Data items
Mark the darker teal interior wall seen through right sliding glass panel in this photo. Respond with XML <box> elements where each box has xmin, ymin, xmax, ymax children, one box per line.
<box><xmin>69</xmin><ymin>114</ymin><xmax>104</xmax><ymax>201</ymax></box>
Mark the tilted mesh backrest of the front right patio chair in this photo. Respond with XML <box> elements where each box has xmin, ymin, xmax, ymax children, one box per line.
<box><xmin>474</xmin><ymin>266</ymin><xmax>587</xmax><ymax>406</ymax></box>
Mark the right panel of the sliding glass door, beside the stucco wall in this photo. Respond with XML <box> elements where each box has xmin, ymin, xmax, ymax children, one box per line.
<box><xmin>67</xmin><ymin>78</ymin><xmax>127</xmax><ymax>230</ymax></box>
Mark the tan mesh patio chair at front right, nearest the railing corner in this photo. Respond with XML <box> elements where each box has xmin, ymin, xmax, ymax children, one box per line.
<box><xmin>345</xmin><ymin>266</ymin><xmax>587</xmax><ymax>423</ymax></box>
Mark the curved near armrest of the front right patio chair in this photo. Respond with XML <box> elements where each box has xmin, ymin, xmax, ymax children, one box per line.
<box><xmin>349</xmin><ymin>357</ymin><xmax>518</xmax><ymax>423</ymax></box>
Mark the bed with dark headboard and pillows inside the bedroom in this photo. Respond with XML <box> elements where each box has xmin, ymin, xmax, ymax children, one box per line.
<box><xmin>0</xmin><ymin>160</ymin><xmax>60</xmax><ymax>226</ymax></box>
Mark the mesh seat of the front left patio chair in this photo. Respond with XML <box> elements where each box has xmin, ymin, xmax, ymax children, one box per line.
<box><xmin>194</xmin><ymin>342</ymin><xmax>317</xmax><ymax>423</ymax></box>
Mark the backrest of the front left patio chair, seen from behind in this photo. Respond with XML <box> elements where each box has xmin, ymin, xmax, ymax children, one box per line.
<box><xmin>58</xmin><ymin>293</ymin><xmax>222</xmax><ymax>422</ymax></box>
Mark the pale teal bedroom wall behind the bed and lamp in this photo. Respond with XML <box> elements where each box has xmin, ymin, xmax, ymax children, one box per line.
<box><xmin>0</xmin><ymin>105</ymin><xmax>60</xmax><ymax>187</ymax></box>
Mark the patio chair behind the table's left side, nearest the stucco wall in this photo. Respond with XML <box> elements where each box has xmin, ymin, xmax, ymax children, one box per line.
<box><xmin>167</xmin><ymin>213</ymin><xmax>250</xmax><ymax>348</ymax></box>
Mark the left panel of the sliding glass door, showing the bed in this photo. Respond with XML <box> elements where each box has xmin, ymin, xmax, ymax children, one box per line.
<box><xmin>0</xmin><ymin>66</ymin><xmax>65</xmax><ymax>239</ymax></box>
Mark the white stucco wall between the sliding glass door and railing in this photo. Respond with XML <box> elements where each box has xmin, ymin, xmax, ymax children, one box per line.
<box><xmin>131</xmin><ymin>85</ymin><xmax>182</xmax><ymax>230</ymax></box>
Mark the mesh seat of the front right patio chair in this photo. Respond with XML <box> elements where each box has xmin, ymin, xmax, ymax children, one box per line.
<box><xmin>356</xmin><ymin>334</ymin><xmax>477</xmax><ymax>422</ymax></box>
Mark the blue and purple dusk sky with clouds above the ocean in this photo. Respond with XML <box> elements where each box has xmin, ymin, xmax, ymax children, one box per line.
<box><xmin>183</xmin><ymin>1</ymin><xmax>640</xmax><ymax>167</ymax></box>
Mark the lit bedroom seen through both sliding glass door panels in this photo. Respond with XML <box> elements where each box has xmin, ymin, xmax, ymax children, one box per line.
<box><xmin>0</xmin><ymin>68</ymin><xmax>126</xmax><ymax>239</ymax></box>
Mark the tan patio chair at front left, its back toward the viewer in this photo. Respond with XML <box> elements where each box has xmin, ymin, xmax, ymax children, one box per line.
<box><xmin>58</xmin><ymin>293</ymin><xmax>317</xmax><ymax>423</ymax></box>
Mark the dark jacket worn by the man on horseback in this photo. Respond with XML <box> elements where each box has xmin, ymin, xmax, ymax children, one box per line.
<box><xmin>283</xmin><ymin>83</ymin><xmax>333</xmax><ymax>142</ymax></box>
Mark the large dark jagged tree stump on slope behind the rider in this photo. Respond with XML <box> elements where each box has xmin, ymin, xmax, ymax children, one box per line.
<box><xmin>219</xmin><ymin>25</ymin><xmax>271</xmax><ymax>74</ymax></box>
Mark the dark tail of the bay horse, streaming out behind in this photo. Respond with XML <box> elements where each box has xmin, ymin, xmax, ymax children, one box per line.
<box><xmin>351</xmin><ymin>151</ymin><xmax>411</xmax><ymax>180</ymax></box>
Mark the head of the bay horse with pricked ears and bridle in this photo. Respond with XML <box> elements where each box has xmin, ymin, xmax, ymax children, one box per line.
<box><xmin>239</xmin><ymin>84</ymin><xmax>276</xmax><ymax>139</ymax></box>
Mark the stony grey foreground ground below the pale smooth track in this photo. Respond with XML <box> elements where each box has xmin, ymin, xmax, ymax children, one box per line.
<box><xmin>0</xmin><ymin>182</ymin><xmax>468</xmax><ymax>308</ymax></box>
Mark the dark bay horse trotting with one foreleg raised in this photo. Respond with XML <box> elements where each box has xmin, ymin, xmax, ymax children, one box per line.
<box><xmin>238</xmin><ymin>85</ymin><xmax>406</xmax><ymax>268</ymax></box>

* * *

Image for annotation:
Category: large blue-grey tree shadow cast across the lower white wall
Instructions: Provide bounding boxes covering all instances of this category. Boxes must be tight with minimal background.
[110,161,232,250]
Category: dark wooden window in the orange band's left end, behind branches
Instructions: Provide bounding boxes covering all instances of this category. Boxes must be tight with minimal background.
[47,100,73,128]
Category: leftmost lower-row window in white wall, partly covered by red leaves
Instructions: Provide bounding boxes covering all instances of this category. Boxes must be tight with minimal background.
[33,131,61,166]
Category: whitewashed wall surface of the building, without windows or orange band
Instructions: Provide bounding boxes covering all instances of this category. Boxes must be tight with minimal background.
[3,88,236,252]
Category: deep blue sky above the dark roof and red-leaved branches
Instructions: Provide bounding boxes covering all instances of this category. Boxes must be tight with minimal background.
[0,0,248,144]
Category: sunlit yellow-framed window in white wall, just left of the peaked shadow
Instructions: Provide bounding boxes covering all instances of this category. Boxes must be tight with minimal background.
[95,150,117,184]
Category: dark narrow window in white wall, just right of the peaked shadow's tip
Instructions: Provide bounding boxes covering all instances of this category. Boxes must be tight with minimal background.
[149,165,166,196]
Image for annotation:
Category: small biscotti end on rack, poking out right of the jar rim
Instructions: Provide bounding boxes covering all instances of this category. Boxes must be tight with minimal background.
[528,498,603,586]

* _What this task involves_
Each line above that has the word "shadow" must be copied.

* _Expected output_
Category: large blue-grey tree shadow cast across the lower white wall
Category: sunlit yellow-framed window in white wall, just left of the peaked shadow
Category: dark narrow window in white wall, just right of the peaked shadow's tip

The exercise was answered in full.